**ATIVIDADES PROPOSTAS:**
• A. Segundo a reportagem sobre a rebelião na Máxima, o que significa a sigla PCC?
• B. Diga se cada afirmação abaixo está de acordo com a reportagem sobre a rebelião na Máxima, citando as palavras do texto que decidem a questão: (i) a rebelião completou dez anos; (ii) dois presos foram mortos; (iii) a Tropa de Choque entrou na Máxima.
• C. Prolongue a reportagem sobre a rebelião na Máxima a partir da última frase apresentada.

**TRECHO FORNECIDO:**
Morte, destruição e domínio do PCC: 10 anos da maior rebelião em MS

Um preso foi morto, mas reféns "morreram" por dentro

Aline dos Santos | 27/04/2016 13:56
Uma cabeça exibida na muralha: assim começou negociação com presos em maio de 2006. (Foto: Minamar Júnior/Arquivo)
Uma cabeça exibida na muralha: assim começou negociação com presos em maio de 2006. (Foto: Minamar Júnior/Arquivo)
Tropa de Choque entra na Máxima. (Foto:Adriano Hany/ Arquivo)
Tropa de Choque entra na Máxima. (Foto:Adriano Hany/ Arquivo)

Nas mãos de um preso, uma camiseta retorcida sustentava uma cabeça carbonizada. Era 14 de maio de 2006, era Dia das Mães, era a Máxima e era tempo de o PCC (Primeiro Comando da Capital) tomar os presídios.

Dados extraídos de uma coleção:
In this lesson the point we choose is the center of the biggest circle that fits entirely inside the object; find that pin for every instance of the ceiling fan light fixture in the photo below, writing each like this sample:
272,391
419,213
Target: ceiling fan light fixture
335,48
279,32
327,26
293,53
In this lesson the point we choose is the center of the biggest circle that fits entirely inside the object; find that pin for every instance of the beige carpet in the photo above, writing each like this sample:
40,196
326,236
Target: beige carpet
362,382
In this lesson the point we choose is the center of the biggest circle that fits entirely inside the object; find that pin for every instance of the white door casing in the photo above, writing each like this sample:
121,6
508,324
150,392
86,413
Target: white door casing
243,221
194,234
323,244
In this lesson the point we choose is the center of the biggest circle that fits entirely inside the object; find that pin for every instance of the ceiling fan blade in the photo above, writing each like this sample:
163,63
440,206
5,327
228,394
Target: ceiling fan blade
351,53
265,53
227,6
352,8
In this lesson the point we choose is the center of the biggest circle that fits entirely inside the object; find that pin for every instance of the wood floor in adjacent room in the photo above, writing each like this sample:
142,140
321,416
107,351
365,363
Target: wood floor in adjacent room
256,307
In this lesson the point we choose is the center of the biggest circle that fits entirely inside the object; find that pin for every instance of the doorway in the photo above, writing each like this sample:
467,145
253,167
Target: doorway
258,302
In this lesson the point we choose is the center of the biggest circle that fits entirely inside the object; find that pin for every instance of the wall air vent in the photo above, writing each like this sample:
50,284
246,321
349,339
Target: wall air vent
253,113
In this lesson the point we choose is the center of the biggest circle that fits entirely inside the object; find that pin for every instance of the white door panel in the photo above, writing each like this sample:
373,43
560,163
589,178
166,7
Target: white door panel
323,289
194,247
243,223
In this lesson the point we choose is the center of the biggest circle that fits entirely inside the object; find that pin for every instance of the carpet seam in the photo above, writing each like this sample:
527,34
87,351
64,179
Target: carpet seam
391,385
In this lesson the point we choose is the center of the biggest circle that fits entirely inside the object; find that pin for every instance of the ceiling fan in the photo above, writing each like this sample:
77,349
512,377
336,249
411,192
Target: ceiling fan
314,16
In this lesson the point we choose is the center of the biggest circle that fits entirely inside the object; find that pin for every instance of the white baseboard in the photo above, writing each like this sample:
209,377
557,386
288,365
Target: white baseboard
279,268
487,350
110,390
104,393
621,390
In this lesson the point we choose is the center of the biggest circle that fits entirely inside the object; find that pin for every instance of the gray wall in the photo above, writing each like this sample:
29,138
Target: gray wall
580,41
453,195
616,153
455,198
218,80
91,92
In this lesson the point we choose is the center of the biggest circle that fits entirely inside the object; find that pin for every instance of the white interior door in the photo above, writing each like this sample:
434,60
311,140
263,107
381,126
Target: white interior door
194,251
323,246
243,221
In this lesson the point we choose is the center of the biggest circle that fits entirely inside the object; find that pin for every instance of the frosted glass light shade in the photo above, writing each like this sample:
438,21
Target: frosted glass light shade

**RESULTADOS DO EXERCÍCIO:**
• A. Primeiro Comando da Capital.

• B.
(i) Sim: "10 anos da maior rebelião em MS".
(ii) Não: "Um preso foi morto".
(iii) Sim: "Tropa de Choque entra na Máxima."

• C.
Numa rebelião, que do epicentro São Paulo se irradiou por quatro cidades de Mato Grosso do Sul, a vítima fatal foi Fernando Aparecido do Nascimento Eloy. Com homicídios no histórico, inclusive dentro do presídio, sua morte foi um retrato da barbárie: todos os dentes arrancados em vida, esquartejado, carbonizado e decapitado.

Mas na rebelião, que chegou às unidades penais de Campo Grande, Dourados, Três Lagoas e Corumbá, também teve quem morreu um pouco por dentro. Cinco agentes se aposentaram e dois, passados dez anos, não se recuperaram do trauma psicológico. Na penitenciária Jair Ferreira de Carvalho, a Máxima, na Capital, um deles foi obrigado a ingerir carne e informado de que era humana.

Uma década depois, o Campo Grande News revisita os momentos de tensão da maior rebelião do sistema penal de Mato Grosso do Sul.

O negociador – De folga naquele Dia das Mães, mas de prontidão, Franco Alan Amorim era chefe da equipe de negociação da PM (Polícia Militar). Com a rebelião, dois negociadores, psicóloga e um anotador foram ao complexo penitenciário da Capital. O então capitão assumiu a condição de negociador principal e, a partir da tarde daquele domingo, seria a sua voz em ritmo modulado o canal de comunicação com os rebelados por 24 horas.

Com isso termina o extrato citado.